**Предложенный отрывок**

Но есть еще одна смешная подробность, которую возводят в серьезную мораль. В первые брачные дни с женой случилась болезнь, которая приписывалась любовному усердию мужа. И вот, на этом обыденном приключении сооружается чучело «зверской страсти». Позвали докторов. Явилась женщина-врач и врач-мужчина; в качестве последнего фигурировал опытнейший акушер и разумнейший человек И. М. Тарновский, который прямо и откровенно сказал, что болезнь молодой дамы ничему определенному приписать нельзя. Но теща… о, удивительная мать! поторопилась рассказать едва знакомому ей приятелю Богачева, что муж досаждает своими ласками больной жене. Молодой слушатель этих неожиданных признаний очень резонно ответил матери, что излишек мужниной любви еще небольшое горе. Не видите ли вы, господа присяжные заседатели, в этой тещиной болтовне явной улики в том, что она никоим образом не ожидала от брака своей дочери настоящей семейной жизни? Иначе разве бы она осмелилась говорить об этом? И будь еще ее дочь несовершеннолетней девственницей, на которую бы вдруг обрушились грубые инстинкты невоздержанного супруга! А здесь в двадцать четыре года, после любовника – такая нетерпимость и хрупкость!.. Можно ли с какой бы то ни было точки зрения винить Богачева? Почему он знал, что жена действительно нездорова? Ведь это на лице не написано и никакому контролю не поддается: эти уклонения легко было принять за кокетство, за испытание любви, за игру в стыдливость, мало ли за что… Но уж если дочь пересказывает это матери, а мать об этом трубит, то, значит, что прочная привязанность никогда не входила в их расчеты, что это был не брак, а продажа на срок… Поэтому из опасения, чтобы союз этот не укрепился, – тотчас же торопятся оглашать малейшие случаи взаимного недовольства – даже такого недовольства, которое могло исходить только от женщины, явно продавшейся с отвращением, недовольства, о котором во всяком другом случае было бы стыдно заикнуться.

**Данные для упражнения**
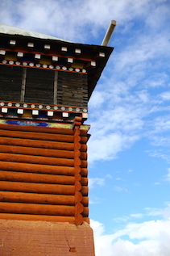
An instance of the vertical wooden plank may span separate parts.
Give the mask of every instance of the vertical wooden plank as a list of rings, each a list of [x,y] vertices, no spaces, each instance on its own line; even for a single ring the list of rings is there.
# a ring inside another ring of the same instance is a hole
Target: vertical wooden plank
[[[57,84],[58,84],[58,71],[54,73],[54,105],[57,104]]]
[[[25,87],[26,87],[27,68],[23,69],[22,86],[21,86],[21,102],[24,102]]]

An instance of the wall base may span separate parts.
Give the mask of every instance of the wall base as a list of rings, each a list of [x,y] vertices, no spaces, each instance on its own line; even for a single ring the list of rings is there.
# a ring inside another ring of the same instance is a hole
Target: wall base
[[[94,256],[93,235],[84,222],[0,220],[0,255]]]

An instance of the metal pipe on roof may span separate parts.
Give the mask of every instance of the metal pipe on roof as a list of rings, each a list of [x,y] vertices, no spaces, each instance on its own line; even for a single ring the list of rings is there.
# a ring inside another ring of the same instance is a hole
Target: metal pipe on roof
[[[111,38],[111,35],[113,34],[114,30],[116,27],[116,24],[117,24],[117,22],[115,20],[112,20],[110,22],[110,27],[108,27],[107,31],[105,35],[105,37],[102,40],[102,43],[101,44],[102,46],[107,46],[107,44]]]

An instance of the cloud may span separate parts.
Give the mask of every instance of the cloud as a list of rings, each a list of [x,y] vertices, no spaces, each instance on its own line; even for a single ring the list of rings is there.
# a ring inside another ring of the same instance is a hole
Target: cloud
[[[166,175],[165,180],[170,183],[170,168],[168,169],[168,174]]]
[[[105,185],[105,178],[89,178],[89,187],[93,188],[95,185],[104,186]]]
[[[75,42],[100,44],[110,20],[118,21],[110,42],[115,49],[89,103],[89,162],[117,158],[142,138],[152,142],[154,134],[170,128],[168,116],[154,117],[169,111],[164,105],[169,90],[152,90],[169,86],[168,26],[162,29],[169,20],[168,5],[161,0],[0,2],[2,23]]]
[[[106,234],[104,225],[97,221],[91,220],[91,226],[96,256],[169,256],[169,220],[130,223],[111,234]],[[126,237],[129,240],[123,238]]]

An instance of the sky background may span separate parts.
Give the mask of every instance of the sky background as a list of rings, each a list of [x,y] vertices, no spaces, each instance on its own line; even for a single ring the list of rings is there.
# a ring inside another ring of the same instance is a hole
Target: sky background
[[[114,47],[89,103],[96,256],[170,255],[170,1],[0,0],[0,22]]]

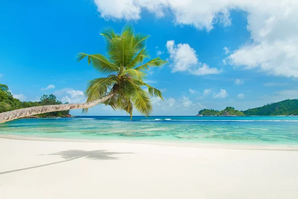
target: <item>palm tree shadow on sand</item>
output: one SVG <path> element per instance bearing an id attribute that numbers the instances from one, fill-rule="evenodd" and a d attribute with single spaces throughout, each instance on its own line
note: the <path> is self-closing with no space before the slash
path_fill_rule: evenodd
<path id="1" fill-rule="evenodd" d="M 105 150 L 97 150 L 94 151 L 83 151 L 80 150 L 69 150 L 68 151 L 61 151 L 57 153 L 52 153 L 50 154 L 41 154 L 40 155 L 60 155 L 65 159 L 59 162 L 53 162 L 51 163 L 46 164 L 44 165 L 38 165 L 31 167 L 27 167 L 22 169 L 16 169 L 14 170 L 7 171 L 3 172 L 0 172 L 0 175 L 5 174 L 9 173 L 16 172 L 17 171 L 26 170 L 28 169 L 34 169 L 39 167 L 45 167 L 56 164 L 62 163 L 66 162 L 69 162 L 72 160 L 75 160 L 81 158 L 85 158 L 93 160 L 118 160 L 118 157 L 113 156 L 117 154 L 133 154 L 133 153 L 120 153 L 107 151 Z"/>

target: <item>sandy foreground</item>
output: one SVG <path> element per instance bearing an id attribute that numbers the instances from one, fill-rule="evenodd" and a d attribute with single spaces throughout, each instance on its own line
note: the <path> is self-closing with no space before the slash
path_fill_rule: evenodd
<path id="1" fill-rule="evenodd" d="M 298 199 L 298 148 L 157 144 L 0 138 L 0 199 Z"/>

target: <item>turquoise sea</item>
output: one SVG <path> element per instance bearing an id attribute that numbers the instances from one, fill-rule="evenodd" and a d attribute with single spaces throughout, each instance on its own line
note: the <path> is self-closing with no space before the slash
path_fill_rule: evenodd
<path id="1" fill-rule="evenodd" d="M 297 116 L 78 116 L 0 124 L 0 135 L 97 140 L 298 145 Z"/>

**Вопросы по материалу**
a - Определите, согласуются ли с отрывком о деле Богачева следующие утверждения. Ответьте «да» или «нет» и приведите точную цитату, которая это решает.
(i) Тарновский сказал, что болезнь молодой дамы вызвана любовным усердием мужа.
(ii) Теща рассказала о ласках мужа едва знакомому ей приятелю Богачева.
(iii) Ко времени брака жене Богачева было восемнадцать лет.
b - Приведите продолжение отрывка о деле Богачева: напишите текст, который следует за его последним предложением.

**Ответы по пунктам**
a -
(i) Нет: «болезнь молодой дамы ничему определенному приписать нельзя».
(ii) Да: «поторопилась рассказать едва знакомому ей приятелю Богачева, что муж досаждает своими ласками больной жене».
(iii) Нет: «А здесь в двадцать четыре года, после любовника – такая нетерпимость и хрупкость!..»

b -
Как бы там ни было, цель была достигнута: через четыре месяца Богачев, давший Луизе Кошанской свое имя, истративший на нее все, что имел, был окончательно удален от жены и совсем заброшен. Он потерял свое место в редакции и задолжал около 1000 рублей. Он был более не нужен. Теща с дочерьми удалились из его квартиры и предоставили ему просторное одиночество в помещении, за которое он уже не был в состоянии платить.

Впрочем, Богачев еще надеялся, что если бы удалось вырвать дочь из когтей матери, то из нее со временем, может, вышла бы порядочная жена. По его жалобе началось в Комиссии прошений дело с характерным заглавием на обложке – «Об ограждении жены от матери». Было произведено, по горячим следам, всестороннее дознание о причине супружеских раздоров и это дознание пришло к выводу, что более виновной в семейных несогласиях должна быть признана Богачева, которая вступила в брак, руководствуясь расчетом, а затем, поддавшись влиянию своей матери, уклоняется от примирения с мужем, к чему тот делал попытки, и даже скрывает от него место своего пребывания.